• _EXERCISE GOAL_
Rewrite the entries below, putting "survey log" wherever "sighting tally" appears and leaving everything else as it is.

Position identification entries
┄┄┄┄┄┄┄┄┄┄┄┄┄┄┄┄┄┄┄┄

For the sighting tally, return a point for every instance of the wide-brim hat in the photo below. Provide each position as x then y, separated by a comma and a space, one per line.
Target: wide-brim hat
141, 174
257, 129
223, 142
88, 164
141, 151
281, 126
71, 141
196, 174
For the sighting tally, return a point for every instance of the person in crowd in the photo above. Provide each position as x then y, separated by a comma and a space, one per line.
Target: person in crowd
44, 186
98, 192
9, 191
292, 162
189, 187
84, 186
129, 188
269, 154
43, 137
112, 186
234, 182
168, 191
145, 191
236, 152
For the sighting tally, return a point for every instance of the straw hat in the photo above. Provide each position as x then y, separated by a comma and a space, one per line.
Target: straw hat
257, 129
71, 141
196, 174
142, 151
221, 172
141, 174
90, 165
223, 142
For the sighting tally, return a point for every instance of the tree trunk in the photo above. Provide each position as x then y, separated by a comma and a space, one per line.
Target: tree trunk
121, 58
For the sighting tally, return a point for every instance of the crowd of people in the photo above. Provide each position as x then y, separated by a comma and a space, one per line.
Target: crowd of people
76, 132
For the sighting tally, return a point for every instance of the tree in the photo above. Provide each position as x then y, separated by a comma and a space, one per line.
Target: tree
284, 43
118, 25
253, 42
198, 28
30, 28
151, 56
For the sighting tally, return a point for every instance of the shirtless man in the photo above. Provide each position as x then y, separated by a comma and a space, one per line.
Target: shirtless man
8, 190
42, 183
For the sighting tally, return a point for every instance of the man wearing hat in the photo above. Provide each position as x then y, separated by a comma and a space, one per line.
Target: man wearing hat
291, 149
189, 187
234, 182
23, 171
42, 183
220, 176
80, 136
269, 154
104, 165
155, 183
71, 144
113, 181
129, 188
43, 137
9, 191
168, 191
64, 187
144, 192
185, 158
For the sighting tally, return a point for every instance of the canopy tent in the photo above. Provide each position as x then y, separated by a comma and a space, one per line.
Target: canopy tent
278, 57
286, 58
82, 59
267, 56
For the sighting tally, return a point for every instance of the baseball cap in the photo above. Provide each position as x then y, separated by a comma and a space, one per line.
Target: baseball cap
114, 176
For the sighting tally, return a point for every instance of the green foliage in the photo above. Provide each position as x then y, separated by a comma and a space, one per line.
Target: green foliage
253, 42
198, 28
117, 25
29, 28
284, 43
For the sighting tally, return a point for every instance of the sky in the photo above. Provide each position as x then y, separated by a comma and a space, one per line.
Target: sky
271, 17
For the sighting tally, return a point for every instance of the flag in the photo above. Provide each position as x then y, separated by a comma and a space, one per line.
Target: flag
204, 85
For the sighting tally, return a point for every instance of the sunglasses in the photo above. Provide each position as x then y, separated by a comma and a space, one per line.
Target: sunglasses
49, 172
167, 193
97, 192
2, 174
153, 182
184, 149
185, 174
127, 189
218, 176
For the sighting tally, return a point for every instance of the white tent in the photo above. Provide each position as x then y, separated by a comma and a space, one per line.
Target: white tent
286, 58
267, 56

┄┄┄┄┄┄┄┄┄┄┄┄┄┄┄┄┄┄┄┄

• _SOLUTION FOR THIS EXERCISE_
For the survey log, return a point for every instance of the wide-brim hat in the photo below. Provide each position as x then y, separated by a comma and a space, one per line.
Target: wide-brim hat
141, 174
257, 129
223, 142
88, 164
141, 151
281, 126
71, 141
196, 174
For the survey log, return a point for every instance of the person in crowd in the photo above. Provide each position as x then y, separated by a comma and a space, one per line.
Target: person in crowd
44, 186
98, 192
9, 191
292, 162
189, 187
84, 186
129, 188
269, 154
43, 137
112, 186
234, 182
168, 191
145, 191
236, 152
For the survey log, return a point for every instance of the straw hat in the photo above. Provide each position as x then y, separated by a comma and a space, one per line.
Target: straw hat
257, 129
71, 141
196, 174
142, 151
221, 172
141, 174
90, 165
223, 142
For the survey log, return a point for every instance of the tree trunk in the photo above. Provide each position as x then y, separated by a comma and a space, one per line.
Target: tree trunk
121, 58
For the survey log, return a point for every instance of the crowd of people in the photo above. Provide each position as x then y, separated by a comma and a space, one per line.
Target: crowd of people
76, 132
For the survey log, return a point for every instance of the tree in the photo above. Provide each position as x then y, separated by a comma and a space, one per line.
Target: tree
284, 43
118, 25
253, 42
198, 28
30, 28
151, 56
For the survey log, return a point for every instance of the shirtless man in the photo above. Provide each position as x then y, separated by a comma and a space, one per line.
Target: shirtless man
8, 190
42, 183
For the survey log, return a point for every instance of the man wearing hat in the photo above. Provide each position as x then y, separated by a comma and a space, one per line.
Target: man wearing hat
291, 149
189, 187
234, 182
23, 171
42, 183
220, 176
80, 136
269, 154
104, 165
155, 183
71, 144
113, 181
129, 188
43, 137
9, 191
168, 191
64, 187
144, 192
185, 158
For the survey log, return a point for every instance of the canopy tent in the photo above. Provide each position as x then y, separated by a comma and a space, one per line.
Target: canopy tent
278, 57
286, 58
82, 59
267, 56
For the survey log, return a point for every instance of the baseball cap in the photo above. Provide each position as x then y, separated by a comma and a space, one per line.
Target: baseball cap
114, 176
For the survey log, return a point for every instance of the green foliage in the photo above. Provide each position as x then y, separated by a comma and a space, one per line.
Target: green foliage
253, 42
198, 28
117, 25
29, 28
284, 43
For the survey log, return a point for every instance of the sky in the photo above. Provide each position as x then y, separated by a comma and a space, one per line.
Target: sky
271, 17
For the survey log, return a point for every instance of the flag in the photo above. Provide each position as x then y, separated by a comma and a space, one per line.
Target: flag
204, 85
For the survey log, return a point for every instance of the sunglasses in the photo above. Provide each position as x then y, separated by a comma and a space, one per line.
Target: sunglasses
49, 172
167, 193
97, 192
2, 174
153, 182
184, 149
185, 174
127, 189
218, 176
For the survey log, return a point for every instance of the white tent in the photo above. Provide each position as x then y, separated by a comma and a space, one per line.
Target: white tent
286, 58
267, 56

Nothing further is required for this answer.